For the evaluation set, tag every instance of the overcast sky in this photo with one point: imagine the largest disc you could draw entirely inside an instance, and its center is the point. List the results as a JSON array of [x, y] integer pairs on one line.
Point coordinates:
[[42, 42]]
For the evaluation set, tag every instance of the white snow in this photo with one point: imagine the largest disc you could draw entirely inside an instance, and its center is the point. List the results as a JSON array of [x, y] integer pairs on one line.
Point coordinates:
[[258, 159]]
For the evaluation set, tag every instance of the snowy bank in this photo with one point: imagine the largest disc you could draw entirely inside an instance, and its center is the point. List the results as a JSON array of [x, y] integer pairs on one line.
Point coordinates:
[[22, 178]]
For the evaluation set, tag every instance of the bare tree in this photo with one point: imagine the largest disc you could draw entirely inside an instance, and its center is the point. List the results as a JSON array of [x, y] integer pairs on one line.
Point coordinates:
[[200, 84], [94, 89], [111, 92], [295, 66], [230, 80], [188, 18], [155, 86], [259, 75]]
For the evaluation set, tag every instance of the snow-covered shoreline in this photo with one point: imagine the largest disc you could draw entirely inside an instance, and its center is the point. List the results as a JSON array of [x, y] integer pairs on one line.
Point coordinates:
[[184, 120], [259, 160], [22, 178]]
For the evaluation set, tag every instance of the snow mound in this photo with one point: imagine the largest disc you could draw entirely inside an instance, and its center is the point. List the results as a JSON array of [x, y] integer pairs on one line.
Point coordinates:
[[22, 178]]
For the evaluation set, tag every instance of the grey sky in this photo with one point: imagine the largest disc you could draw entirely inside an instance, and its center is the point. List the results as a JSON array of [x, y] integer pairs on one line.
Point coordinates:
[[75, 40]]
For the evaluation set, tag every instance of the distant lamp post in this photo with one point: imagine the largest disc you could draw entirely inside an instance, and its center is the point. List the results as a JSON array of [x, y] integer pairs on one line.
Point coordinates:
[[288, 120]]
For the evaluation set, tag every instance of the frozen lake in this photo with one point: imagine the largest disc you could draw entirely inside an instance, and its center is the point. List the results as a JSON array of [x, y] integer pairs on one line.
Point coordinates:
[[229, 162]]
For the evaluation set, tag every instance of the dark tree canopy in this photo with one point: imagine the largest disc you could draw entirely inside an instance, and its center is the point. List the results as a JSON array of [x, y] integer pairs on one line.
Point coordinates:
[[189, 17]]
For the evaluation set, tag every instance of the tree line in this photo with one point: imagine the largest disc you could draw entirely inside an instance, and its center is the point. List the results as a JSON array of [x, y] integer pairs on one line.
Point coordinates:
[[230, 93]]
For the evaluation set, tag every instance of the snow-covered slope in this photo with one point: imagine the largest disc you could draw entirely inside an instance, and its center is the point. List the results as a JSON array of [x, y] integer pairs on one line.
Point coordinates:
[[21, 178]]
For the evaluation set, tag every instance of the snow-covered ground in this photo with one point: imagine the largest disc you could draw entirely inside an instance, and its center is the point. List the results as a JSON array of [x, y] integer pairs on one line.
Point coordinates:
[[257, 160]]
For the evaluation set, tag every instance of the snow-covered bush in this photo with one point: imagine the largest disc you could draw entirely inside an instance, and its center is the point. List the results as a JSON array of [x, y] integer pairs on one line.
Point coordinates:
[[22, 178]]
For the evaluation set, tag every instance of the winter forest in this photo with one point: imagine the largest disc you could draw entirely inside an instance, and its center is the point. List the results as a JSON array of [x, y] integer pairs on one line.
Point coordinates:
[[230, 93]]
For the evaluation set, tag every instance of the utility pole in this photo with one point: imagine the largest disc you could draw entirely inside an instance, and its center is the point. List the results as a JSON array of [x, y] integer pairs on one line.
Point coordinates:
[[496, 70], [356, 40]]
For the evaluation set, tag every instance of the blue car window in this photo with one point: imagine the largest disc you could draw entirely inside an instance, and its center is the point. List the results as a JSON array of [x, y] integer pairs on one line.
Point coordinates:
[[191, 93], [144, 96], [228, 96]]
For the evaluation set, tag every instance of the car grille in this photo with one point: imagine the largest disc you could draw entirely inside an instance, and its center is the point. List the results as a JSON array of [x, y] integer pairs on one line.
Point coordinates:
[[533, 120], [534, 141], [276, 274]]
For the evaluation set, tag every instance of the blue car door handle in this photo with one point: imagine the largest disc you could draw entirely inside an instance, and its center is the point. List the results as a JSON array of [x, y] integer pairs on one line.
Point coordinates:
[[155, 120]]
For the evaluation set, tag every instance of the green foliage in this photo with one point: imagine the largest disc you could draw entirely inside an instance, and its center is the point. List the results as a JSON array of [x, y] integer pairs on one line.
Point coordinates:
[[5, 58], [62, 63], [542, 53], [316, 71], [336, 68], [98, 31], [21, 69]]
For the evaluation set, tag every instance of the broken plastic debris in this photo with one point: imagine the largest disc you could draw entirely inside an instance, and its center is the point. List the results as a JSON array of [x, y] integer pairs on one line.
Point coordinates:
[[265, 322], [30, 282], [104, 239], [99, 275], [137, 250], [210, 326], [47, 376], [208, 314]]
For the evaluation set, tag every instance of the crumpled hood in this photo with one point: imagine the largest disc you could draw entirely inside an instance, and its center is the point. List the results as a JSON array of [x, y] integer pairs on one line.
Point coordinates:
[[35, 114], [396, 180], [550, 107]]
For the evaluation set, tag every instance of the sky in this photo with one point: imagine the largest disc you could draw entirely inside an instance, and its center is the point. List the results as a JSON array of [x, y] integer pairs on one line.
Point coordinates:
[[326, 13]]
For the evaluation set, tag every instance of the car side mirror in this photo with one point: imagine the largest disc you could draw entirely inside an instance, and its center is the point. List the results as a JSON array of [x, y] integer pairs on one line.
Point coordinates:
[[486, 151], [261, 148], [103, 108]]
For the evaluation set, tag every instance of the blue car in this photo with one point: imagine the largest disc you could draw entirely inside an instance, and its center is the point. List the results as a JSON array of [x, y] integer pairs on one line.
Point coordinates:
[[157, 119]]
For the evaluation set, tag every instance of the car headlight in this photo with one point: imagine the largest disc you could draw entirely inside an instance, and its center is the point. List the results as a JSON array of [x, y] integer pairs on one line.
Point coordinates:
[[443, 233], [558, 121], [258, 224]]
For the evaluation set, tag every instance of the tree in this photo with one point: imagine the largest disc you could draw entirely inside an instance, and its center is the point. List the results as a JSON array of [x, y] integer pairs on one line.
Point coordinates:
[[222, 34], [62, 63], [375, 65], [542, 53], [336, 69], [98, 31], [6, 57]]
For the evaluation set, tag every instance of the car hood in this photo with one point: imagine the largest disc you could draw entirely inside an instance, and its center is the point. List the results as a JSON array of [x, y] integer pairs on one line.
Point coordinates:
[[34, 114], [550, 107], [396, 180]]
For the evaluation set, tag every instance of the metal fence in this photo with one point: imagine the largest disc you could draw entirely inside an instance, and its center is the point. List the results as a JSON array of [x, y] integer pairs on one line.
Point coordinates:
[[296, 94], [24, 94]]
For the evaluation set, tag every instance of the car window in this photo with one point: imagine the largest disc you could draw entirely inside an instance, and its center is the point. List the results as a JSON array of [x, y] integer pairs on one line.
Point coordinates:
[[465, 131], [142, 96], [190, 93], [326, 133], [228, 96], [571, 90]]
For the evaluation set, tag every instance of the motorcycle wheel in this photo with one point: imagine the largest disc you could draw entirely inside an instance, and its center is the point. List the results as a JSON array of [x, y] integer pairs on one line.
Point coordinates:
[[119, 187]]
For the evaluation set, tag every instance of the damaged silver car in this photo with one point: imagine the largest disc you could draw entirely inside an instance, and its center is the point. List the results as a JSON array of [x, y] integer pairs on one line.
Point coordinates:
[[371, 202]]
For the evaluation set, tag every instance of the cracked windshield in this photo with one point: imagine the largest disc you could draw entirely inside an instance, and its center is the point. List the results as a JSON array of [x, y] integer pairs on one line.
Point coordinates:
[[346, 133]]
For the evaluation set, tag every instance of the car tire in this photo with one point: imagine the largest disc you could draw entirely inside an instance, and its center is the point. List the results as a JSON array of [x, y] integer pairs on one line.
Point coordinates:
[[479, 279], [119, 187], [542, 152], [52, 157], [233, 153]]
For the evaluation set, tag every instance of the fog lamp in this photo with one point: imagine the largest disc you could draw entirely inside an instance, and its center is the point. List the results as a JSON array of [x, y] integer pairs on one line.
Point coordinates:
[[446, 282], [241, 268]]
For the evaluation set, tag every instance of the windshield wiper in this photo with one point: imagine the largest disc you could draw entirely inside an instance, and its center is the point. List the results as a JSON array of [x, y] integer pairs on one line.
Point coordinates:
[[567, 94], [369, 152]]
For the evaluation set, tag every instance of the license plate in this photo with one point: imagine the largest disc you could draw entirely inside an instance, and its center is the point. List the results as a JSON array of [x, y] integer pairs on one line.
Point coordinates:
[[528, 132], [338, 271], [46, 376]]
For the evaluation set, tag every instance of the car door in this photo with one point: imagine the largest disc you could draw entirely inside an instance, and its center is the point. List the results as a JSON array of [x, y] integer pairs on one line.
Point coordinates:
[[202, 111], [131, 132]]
------------------------------------------------------------
GIVEN PROBLEM: Starting at the top of the listing and ending at the line that contains "86], [259, 75]]", give those lines again with "evaluation set" changed to "validation set" and nothing else altered.

RESULT FOR THIS TASK:
For the validation set, tag every instance of the overcast sky in this photo with one point: imagine the largest disc you could draw entirely inside an instance, and its center is the point. List the results as a JSON array of [x, y] integer pairs on one line.
Point coordinates:
[[42, 42]]
For the validation set, tag every instance of the white snow in this photo with one point: imagine the largest disc you could draw entirely inside an instance, and its center is the point. List the results as a JSON array of [x, y] integer pairs on one line.
Point coordinates:
[[258, 159]]
For the validation set, tag every instance of the snowy bank in this photo with one point: imagine the largest disc you could draw entirely inside an instance, and its center is the point. List the results as a JSON array of [x, y] integer pairs on one line.
Point coordinates:
[[22, 178]]
For the validation set, tag every instance of the bare tree in this photo with one point: imagine the largest disc you could draw entirely inside an instance, and its center is the point. List the results as a JSON array of [x, y] integer pairs on one line.
Point coordinates:
[[200, 84], [94, 89], [111, 92], [295, 66], [230, 80], [188, 18], [155, 86], [259, 75]]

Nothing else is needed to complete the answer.